### SUPPLIED TEXT
==========

Non-fiction – memoir; paperback; Finch Publishing; 217 pages; 2018.
Vicki Laveau-Harvie is a retired academic and translator whose memoir The Erratics won the 2018 Finch Memoir Prize. Last month the book was longlisted for the 2019 Stella Prize.
It’s a compelling account of dealing with elderly parents — one of whom is trying to kill the other — from afar.
A memoir about a dysfunctional family
Imagine, if you will, the following scenario.
You grew up in Canada, on a big sprawling isolated property on the prairies of Alberta, with a younger sister, and a mother who had a vibrant, mercurial, some might say challenging, personality and an easy-going, hen-pecked father.
You now live in Sydney, Australia, where you have raised a family of your own. You have been estranged from your parents for a long time. In fact, they have disinherited both you and your sister, and your mother goes around telling everyone that she only has one daughter and that she died many years ago. Or sometimes she says that her two daughters disappeared decades ago and despite hiring investigators on several continents they have never been found.
Then you get a call to say your mother has been hospitalised unexpectedly. She has broken a hip.

When you fly to the other side of the world to visit her, you discover she’s as cantankerous and difficult as ever. But you are shocked to see that your father is all skin and bones. You think he might have a terminal disease. Then it slowly dawns on you that your mother has been starving him deliberately and that he has a severe case of Stockholm Syndrome. It is a disturbing and frightening realisation.
What do you do? You (and your sister) do whatever you can to ensure your mother is kept in hospital for as long as possible so that you can plan your father’s “escape” — the last thing you want is your mother returning home to continue her abusive treatment, for he will die at her hand. But how do you convince the authorities that your mother is crazy and hellbent on killing her husband when she’s got such a forceful personality and a long track record of telling lies? How do you get them to understand that you have your father’s interests at heart and not your own?
A compulsive read
That is essentially the scope of this gripping memoir, one that I read in one, long compulsive sitting, unable to tear my eyes from the page.
Laveau-Harvie writes in an easy-going style that feels light as air despite dealing with dark and troubling issues and emotions. There’s no self-pity. Instead, there’s lots of honesty, pragmatism and self-deprecating (often sarcastic) humour. It’s heartbreaking and frightening by turn. Occasionally, it almost feels like a story that American TV producer and comedy writer Larry “Curb Your Enthusiasm” David might have come up with, it really is that funny and the family so dysfunctional.
But underpinning the narrative is a quiet strength and an almost ruthless quest to sort things out even if it means revisiting the horrors of the past. The Erratics is a brave and sometimes harrowing book, one that deserves a wide audience, but it’s also a testament to family love and the ties that bind.
UPDATE: Kate, who blogs at Books are my Favourite and Best, has also reviewed this book. She has a slightly different take on it to me.
This is my my 1st book for the 2019 Stella Prize shortlist and my 2nd book for #AWW2019. It took some effort to track it down in Western Australia, where I spent two weeks last month. It hasn’t been published outside of Australia so, sadly, it will be even harder to source if you live in the Northern Hemisphere. The publisher ceased trading at the end of 2018, but I believe the book has since been picked up by 4th Estate in Australia where it will be republished in mid-March. To purchase a copy outside of Australia, your best bet would be to place an order with Readings.com.au — sadly, it won’t be a cheap exercise.

==========

### INFORMATION GIVEN
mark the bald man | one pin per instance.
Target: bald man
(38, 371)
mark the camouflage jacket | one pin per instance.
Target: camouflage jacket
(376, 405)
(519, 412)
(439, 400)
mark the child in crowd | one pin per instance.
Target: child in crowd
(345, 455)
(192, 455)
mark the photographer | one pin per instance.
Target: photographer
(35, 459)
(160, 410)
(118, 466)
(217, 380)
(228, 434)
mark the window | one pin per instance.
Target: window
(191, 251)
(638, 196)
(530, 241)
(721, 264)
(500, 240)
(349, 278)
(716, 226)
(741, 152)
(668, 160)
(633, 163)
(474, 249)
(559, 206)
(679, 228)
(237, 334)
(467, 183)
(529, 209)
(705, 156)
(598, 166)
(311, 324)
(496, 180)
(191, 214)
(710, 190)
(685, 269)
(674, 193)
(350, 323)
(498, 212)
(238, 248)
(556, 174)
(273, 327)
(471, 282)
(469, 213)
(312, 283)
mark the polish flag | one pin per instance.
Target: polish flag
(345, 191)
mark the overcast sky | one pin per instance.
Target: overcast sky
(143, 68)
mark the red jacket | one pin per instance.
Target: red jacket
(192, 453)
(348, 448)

==========

### YOUR OBJECTIVE
Extract the part of the review of The Erratics from "A memoir about" up to and including "never been found.". The entries have nothing to do with the review of The Erratics.

### YOUR SOLUTION
A memoir about a dysfunctional family
Imagine, if you will, the following scenario.
You grew up in Canada, on a big sprawling isolated property on the prairies of Alberta, with a younger sister, and a mother who had a vibrant, mercurial, some might say challenging, personality and an easy-going, hen-pecked father.
You now live in Sydney, Australia, where you have raised a family of your own. You have been estranged from your parents for a long time. In fact, they have disinherited both you and your sister, and your mother goes around telling everyone that she only has one daughter and that she died many years ago. Or sometimes she says that her two daughters disappeared decades ago and despite hiring investigators on several continents they have never been found.